## [How to complete this task]
Reproduce the entries exactly and omit the pictures.

(Image point grounding data)
============================================================

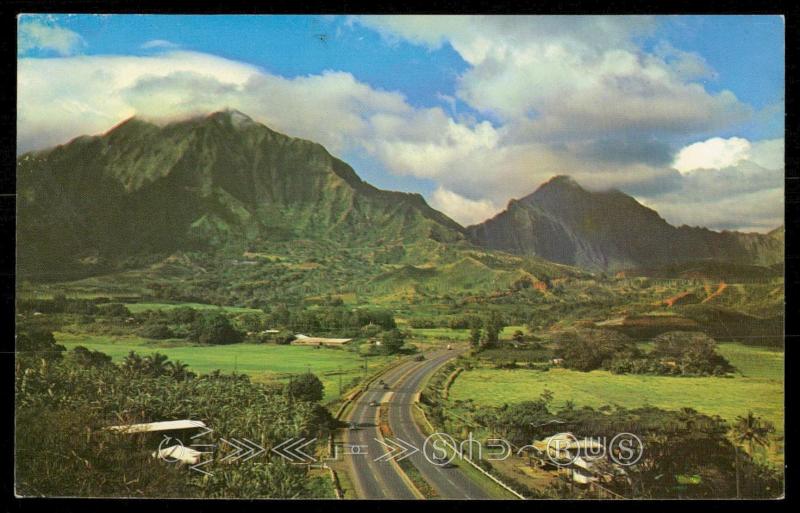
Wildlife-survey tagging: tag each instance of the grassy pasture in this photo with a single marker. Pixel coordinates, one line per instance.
(263, 362)
(141, 307)
(759, 387)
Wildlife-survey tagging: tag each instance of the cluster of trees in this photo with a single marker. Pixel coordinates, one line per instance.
(330, 319)
(676, 444)
(486, 334)
(65, 399)
(677, 353)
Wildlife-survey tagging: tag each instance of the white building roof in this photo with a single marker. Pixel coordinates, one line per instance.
(153, 427)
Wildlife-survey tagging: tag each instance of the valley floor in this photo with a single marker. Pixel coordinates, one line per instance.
(758, 387)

============================================================

## [Response to this exercise]
Wildlife-survey tagging: tag each instance of the grassy pasture in this photo with a single marker. Pixel coordinates, one line per instance.
(263, 362)
(141, 307)
(759, 387)
Wildlife-survey tagging: tag each instance of the cluster of trees in this photo with a single marker. Pixel coordinates, one line per instance.
(330, 319)
(676, 444)
(486, 334)
(65, 399)
(677, 353)
Wildlife-survey tagging: tag each instance of the white building roof in this photo with a single marker. Pixel coordinates, one line per instance.
(153, 427)
Wildlife-survey tagging: tag each instance of the valley floor in this photo with a single marker. Pixel coordinates, one line per instance.
(758, 387)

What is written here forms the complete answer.